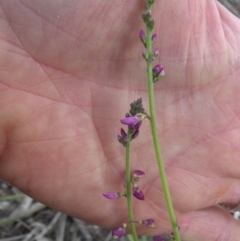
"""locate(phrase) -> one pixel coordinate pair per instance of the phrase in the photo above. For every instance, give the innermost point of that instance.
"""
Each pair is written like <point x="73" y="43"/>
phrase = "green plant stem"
<point x="156" y="141"/>
<point x="129" y="190"/>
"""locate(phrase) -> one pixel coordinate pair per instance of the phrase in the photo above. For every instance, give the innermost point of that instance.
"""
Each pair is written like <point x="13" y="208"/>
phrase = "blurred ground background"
<point x="23" y="219"/>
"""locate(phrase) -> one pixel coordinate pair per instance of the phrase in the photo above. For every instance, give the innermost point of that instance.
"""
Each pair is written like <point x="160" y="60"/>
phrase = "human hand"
<point x="68" y="73"/>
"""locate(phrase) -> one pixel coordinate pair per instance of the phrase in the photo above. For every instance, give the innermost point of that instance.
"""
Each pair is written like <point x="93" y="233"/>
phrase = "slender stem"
<point x="129" y="190"/>
<point x="36" y="208"/>
<point x="156" y="141"/>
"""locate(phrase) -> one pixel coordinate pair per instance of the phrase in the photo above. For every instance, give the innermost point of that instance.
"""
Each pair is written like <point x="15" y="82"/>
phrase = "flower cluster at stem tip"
<point x="133" y="120"/>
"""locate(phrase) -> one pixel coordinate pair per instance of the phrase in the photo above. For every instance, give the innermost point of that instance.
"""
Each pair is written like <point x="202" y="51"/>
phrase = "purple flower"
<point x="135" y="134"/>
<point x="136" y="174"/>
<point x="158" y="69"/>
<point x="159" y="238"/>
<point x="123" y="137"/>
<point x="154" y="38"/>
<point x="139" y="172"/>
<point x="156" y="52"/>
<point x="142" y="35"/>
<point x="112" y="195"/>
<point x="123" y="134"/>
<point x="118" y="232"/>
<point x="148" y="222"/>
<point x="133" y="121"/>
<point x="137" y="193"/>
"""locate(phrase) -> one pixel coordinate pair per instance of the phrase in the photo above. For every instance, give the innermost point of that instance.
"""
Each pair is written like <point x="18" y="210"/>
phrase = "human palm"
<point x="68" y="73"/>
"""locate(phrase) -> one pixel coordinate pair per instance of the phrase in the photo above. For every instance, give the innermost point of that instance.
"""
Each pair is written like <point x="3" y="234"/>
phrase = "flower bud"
<point x="159" y="238"/>
<point x="137" y="193"/>
<point x="147" y="222"/>
<point x="119" y="231"/>
<point x="154" y="38"/>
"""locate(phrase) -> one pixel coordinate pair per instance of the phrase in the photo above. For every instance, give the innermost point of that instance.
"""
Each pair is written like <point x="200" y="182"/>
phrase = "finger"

----------

▶ About this exercise:
Would you copy every line of the entries in which "written" appears?

▶ Response area:
Each pair is written like <point x="73" y="43"/>
Each pair is written like <point x="13" y="208"/>
Each pair is written like <point x="160" y="60"/>
Each pair is written like <point x="93" y="233"/>
Each pair is written like <point x="15" y="82"/>
Each pair is written like <point x="202" y="51"/>
Each pair is written like <point x="18" y="210"/>
Each pair is written like <point x="3" y="234"/>
Each pair is written like <point x="200" y="182"/>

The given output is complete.